Document segment:
20.7.11

Amazing Sadder Man

Trying not to nerd-rage about this, but I think I'm going to have to, for my own sanity: the Amazing Spider-Man trailer looks atrocious.


I'll emphasize, the trailer looks atrocious. I am well familiar with the concept of a trailer setting a particular tone that may not reflect the film itself accurately for marketing purposes, so I understand trying to make you film look like a parkour-infused Twilight, that is a fresh source of disposable income to tap into for your film. But this isn't the week to do that. With San Diego Comic-Con kicking off, if you have anything true to your character, frankly any fun at all in your movie, this is when you'd need to showcase it. Instead, this reeks so heavily of Team Edward's influence that I wouldn't be surprised if a glitter-dipped Morbius showed up. The appeal of Spider-Man for me has always been overcoming the angst and the drama, not wallowing in it. Peter here is so dark and brooding he comes off more as a villain than a hero, for all this trailer puts forward this could be a reboot of the Fly instead of Spider-Man. This is a trailer so devoid of fun and whimsy that even the webswinging, once a beautiful, soaring sequence in the earlier films, feels flat and spiritless here.

I can't debate that Spider-Man 3 was not a very good movie, but to go back to a time before we knew that, to watch the trailer still provided some hope in the movie being good:



In hindsight certainly, the clues that this was going to be a muddled mess were all there, but at the time it had the uplifting tone, the humor and the action I wanted from the series. And for the record, muddled mess though it may be, SM3 was not devoid of its good parts. Like the equally-maligned X-Men Origins: Wolverine, there was a lot of good elements to the movie. It just happened that what wasn't good in it was instead so bad that it became toxic to the rest of the film, destroying the good will built up by what had been working. The Amazing Spider-Man crew could be going in another direction with their movie, tonally, and that's fine for the people who'd want to watch that, but for my personal taste that doesn't bode well for my enjoying the film at all. And as a lifetime Spider-Man fan, having to wait another couple of years for the next reboot cycle to come around and maybe undo what was done will just be wearisome.

The last movie that completely ignored the source material's light-hearted and fun side in favor of a more serious, dramatic storyline? The Last Airbender. I'm not saying it's going to be that bad, but for now this has made me retroactively come to the defense of Spider-Man 3, and both it and I are going to have to live with that.

Information:

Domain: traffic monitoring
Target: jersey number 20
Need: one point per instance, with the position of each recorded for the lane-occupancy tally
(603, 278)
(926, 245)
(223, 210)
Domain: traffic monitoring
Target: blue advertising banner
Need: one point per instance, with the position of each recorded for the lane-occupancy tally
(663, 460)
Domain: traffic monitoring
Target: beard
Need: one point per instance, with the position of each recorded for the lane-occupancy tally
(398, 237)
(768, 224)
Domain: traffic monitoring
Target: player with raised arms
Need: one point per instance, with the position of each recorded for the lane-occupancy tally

---

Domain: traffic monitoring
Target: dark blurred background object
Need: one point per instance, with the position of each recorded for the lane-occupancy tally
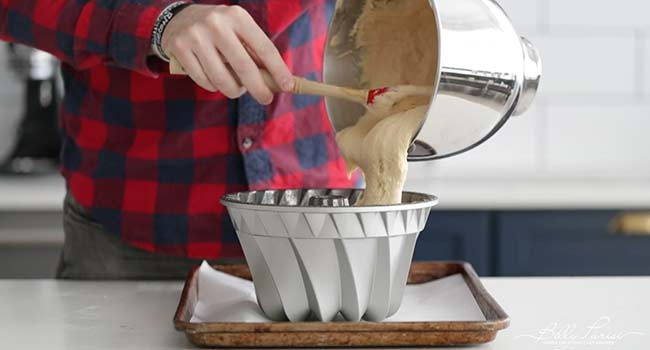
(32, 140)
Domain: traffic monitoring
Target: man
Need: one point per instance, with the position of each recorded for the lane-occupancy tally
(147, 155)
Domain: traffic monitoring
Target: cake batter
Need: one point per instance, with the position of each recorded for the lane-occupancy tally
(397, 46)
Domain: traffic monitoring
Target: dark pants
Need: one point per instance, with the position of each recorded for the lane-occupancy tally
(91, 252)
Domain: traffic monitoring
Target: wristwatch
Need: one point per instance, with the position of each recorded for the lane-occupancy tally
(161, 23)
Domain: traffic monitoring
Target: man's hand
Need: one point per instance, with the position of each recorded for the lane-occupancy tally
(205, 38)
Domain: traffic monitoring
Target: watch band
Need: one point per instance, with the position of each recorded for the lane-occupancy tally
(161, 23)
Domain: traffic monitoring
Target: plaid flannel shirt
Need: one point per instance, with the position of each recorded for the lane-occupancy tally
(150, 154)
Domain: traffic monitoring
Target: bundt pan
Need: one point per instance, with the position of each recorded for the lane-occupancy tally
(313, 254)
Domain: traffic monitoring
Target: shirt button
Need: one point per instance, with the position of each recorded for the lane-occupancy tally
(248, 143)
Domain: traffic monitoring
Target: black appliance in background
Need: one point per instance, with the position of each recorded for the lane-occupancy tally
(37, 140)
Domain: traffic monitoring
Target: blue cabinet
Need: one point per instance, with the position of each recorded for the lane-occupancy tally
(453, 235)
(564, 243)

Problem set:
• a. In the Spider-Man trailer post, which film does the writer name as the last one that completely ignored its source material's light-hearted and fun side?
• b. Retype the Spider-Man trailer post between "The last movie" and "live with that.", inclusive.

Problem solutions:
• a. The Last Airbender.

• b.
The last movie that completely ignored the source material's light-hearted and fun side in favor of a more serious, dramatic storyline? The Last Airbender. I'm not saying it's going to be that bad, but for now this has made me retroactively come to the defense of Spider-Man 3, and both it and I are going to have to live with that.